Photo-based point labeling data
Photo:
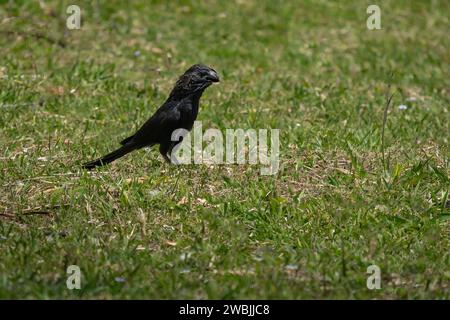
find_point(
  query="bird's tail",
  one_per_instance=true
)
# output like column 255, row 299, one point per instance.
column 110, row 157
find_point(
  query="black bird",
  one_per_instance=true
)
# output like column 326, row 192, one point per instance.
column 178, row 112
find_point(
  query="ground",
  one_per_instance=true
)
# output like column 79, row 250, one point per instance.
column 345, row 198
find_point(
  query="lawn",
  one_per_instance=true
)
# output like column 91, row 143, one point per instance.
column 346, row 196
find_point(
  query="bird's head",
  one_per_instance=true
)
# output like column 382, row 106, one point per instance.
column 196, row 79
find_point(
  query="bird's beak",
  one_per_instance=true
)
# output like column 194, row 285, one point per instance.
column 212, row 76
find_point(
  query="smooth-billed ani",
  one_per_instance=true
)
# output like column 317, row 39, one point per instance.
column 178, row 112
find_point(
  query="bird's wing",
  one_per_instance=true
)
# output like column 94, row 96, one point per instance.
column 160, row 126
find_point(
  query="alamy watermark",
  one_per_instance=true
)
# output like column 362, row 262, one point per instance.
column 74, row 279
column 237, row 146
column 374, row 280
column 74, row 20
column 374, row 20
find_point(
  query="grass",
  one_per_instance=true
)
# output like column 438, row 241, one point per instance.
column 142, row 229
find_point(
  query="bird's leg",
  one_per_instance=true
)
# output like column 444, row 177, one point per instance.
column 164, row 149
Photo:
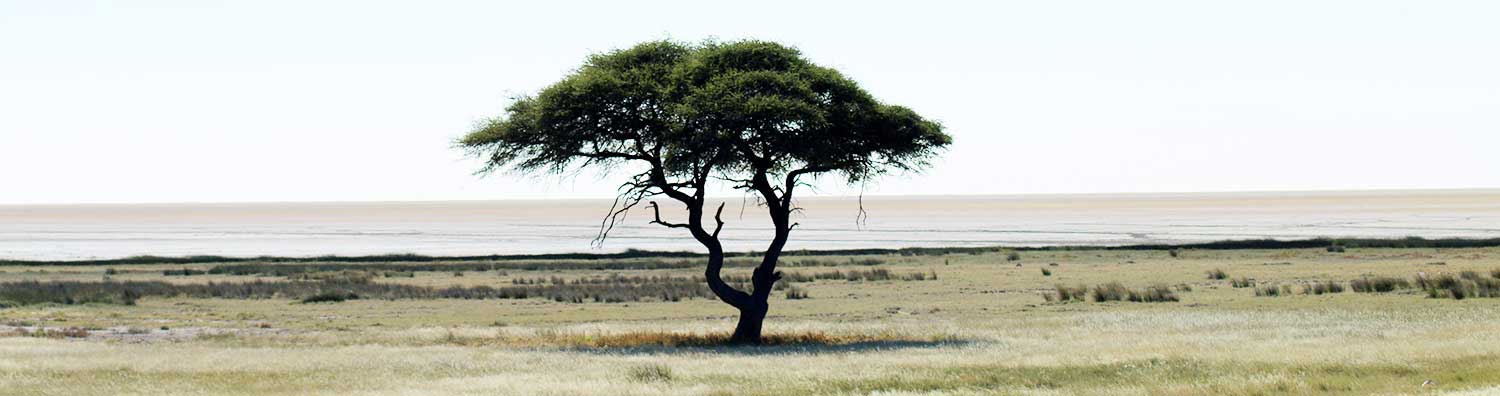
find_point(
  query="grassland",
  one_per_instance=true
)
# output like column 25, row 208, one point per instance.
column 987, row 324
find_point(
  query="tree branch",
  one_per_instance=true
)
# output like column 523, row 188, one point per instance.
column 719, row 218
column 657, row 210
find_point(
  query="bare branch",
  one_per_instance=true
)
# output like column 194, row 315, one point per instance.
column 719, row 218
column 657, row 210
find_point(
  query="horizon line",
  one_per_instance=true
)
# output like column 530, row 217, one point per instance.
column 810, row 197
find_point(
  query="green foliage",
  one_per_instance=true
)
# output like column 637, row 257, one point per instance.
column 687, row 108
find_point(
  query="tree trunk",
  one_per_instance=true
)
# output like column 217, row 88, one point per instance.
column 750, row 320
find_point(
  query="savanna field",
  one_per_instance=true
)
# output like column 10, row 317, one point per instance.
column 1191, row 321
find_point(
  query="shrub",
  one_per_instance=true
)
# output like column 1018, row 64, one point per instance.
column 183, row 272
column 1272, row 291
column 1380, row 284
column 1217, row 275
column 1115, row 291
column 1466, row 285
column 1154, row 294
column 650, row 374
column 1322, row 288
column 330, row 297
column 1068, row 294
column 1112, row 291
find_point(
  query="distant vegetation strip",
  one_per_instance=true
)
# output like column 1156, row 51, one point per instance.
column 1224, row 245
column 273, row 269
column 354, row 285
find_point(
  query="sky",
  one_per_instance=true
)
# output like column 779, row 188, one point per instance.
column 360, row 101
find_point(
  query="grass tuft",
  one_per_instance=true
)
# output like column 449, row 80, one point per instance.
column 650, row 374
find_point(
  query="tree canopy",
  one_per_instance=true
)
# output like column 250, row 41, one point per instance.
column 729, row 108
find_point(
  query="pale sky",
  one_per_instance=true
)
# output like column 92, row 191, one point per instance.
column 359, row 101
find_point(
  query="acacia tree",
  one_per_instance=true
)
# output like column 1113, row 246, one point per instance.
column 678, row 117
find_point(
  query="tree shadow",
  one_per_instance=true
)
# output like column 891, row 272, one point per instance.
column 810, row 348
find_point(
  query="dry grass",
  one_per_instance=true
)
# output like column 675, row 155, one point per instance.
column 977, row 330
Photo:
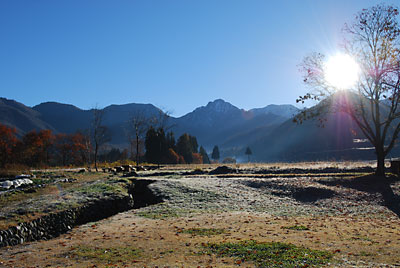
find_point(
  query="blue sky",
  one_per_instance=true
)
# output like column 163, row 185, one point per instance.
column 176, row 54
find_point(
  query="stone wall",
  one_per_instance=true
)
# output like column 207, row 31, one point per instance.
column 54, row 224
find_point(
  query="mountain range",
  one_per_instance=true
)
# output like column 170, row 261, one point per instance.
column 269, row 131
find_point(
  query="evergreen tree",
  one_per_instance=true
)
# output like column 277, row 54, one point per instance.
column 204, row 155
column 215, row 153
column 184, row 147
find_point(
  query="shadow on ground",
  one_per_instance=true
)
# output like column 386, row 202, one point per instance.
column 306, row 195
column 372, row 184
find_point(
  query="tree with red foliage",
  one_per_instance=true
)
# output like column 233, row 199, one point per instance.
column 7, row 144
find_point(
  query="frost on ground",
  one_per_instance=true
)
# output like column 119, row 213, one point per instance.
column 340, row 209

Set task: Rewrite all of the rows above as a numbered list, omitting blank lines. Leave the pictures out of your answer.

Reply:
1. Photo:
2. find_point(
3.   query="bird's tail",
4.   one_per_instance=true
5. )
6. # output like column 255, row 299, one point per instance.
7. column 110, row 157
8. find_point(
9.   query="black bird",
10.   one_per_instance=true
11. )
12. # output like column 326, row 192, one point per instance.
13. column 178, row 112
14. find_point(
15.   query="ground",
16.   one_per_instance=true
17. )
18. # output like column 79, row 250, one point per instance.
19. column 345, row 198
20. find_point(
21.   query="lawn",
22.   one_per_instance=true
23. )
24. # output like column 91, row 143, one point per instance.
25. column 346, row 196
26. find_point(
27.   query="bird's head",
28.   one_per_instance=true
29. )
30. # output like column 382, row 106, one point per instance.
31. column 196, row 79
32. find_point(
33.   query="bird's beak",
34.   one_per_instance=true
35. )
36. # output like column 194, row 285, one point per instance.
37. column 212, row 76
38. find_point(
39.   query="smooth-billed ani",
40.   one_per_instance=true
41. )
42. # output like column 317, row 39, one point per instance.
43. column 178, row 112
44. find_point(
45.   query="bird's wing",
46.   one_per_instance=true
47. )
48. # output like column 94, row 96, one point per instance.
49. column 160, row 126
50. find_point(
51.   query="alamy watermark",
52.   one_per_instance=true
53. )
54. # output like column 362, row 262, one point per instance.
55. column 74, row 279
56. column 237, row 146
57. column 374, row 280
58. column 74, row 20
59. column 374, row 20
60. find_point(
61.   query="grass",
62.   one_per_instance=true
63. )
64. # output like column 438, row 241, one point per instance.
65. column 142, row 229
66. find_point(
67.   query="bird's leg",
68.   one_per_instance=true
69. )
70. # output like column 444, row 177, one point per instance.
71. column 164, row 149
72. Photo:
73. find_point(
74.   query="grassland",
75.   one_per_instance=true
76. )
77. # output like column 25, row 208, one point per instance.
78. column 987, row 324
79. find_point(
80.   query="tree branch",
81.   one_per_instance=true
82. )
83. # output like column 523, row 188, one point per instance.
84. column 719, row 218
85. column 657, row 210
86. find_point(
87.   query="bare branch",
88.   one_per_instance=true
89. )
90. # output like column 194, row 315, one point per instance.
91. column 719, row 218
92. column 657, row 210
93. find_point(
94.   query="horizon line",
95.   one_per_instance=true
96. )
97. # output like column 530, row 217, one point per instance.
98. column 810, row 197
99. find_point(
100.   query="green foliage",
101.   one_per_instance=true
102. )
103. # output like column 637, row 257, one point per instance.
104. column 687, row 108
105. find_point(
106.   query="tree trunk",
107.   one_per_instance=true
108. )
109. # output like column 217, row 88, one point per instance.
110. column 750, row 320
111. find_point(
112.   query="savanna field",
113.   one_per_instance=true
114. )
115. # output like column 10, row 317, one point per instance.
116. column 1191, row 321
117. find_point(
118.   query="shrub",
119.   one_per_instance=true
120. )
121. # output like column 1018, row 64, one point per instance.
122. column 183, row 272
123. column 1272, row 291
124. column 1380, row 284
125. column 1217, row 275
126. column 1115, row 291
127. column 1466, row 285
128. column 1154, row 294
129. column 650, row 374
130. column 1322, row 288
131. column 330, row 297
132. column 1068, row 294
133. column 1112, row 291
134. find_point(
135.   query="distant vegetation strip",
136.   one_per_instance=true
137. )
138. # output like column 1156, row 51, one point per instance.
139. column 1224, row 245
140. column 273, row 269
141. column 354, row 285
142. find_point(
143.   query="sky",
144.   one_per_instance=true
145. )
146. # output like column 779, row 188, one point per instance.
147. column 360, row 101
148. find_point(
149.   query="grass tuft",
150.   one_per_instance=true
151. )
152. # output like column 449, row 80, one point per instance.
153. column 650, row 374
154. find_point(
155.   query="tree canopy",
156.   one_per_instance=true
157. )
158. # output like column 250, row 41, one point per instance.
159. column 729, row 108
160. find_point(
161.   query="pale sky",
162.   one_per_instance=true
163. )
164. # output like column 92, row 191, one point per instance.
165. column 359, row 101
166. find_point(
167.   query="acacia tree",
168.   one_per_instance=true
169. )
170. # output like column 1113, row 246, one point per instance.
171. column 678, row 117
172. find_point(
173.   query="tree shadow",
174.   one_per_instance=true
175. )
176. # output like column 891, row 272, one point per instance.
177. column 810, row 348
178. find_point(
179.   query="dry grass",
180.   one_per_instance=true
181. )
182. # output like column 675, row 155, one point per instance.
183. column 977, row 330
184. Photo:
185. find_point(
186.   query="blue sky",
187.   one_per_instance=true
188. )
189. # output like column 163, row 185, one point per instance.
190. column 176, row 54
191. find_point(
192.   query="stone wall",
193.   one_per_instance=true
194. )
195. # output like column 207, row 31, one point per instance.
196. column 54, row 224
197. find_point(
198.   query="mountain range",
199.   one_per_instance=true
200. )
201. # output like column 170, row 261, one point per instance.
202. column 269, row 131
203. find_point(
204.   query="evergreen tree",
205.   one_per_instance=true
206. )
207. # output like column 277, row 54, one point per instance.
208. column 204, row 155
209. column 215, row 153
210. column 184, row 147
211. find_point(
212.   query="shadow on ground",
213.   one_per_instance=true
214. )
215. # output like column 386, row 202, one point per instance.
216. column 306, row 195
217. column 372, row 184
218. find_point(
219.   query="tree with red foliage",
220.   one_per_instance=true
221. )
222. # output like column 233, row 199, one point per instance.
223. column 7, row 144
224. find_point(
225.   query="frost on ground",
226.   one_per_instance=true
227. )
228. # output like column 119, row 213, one point per instance.
229. column 340, row 209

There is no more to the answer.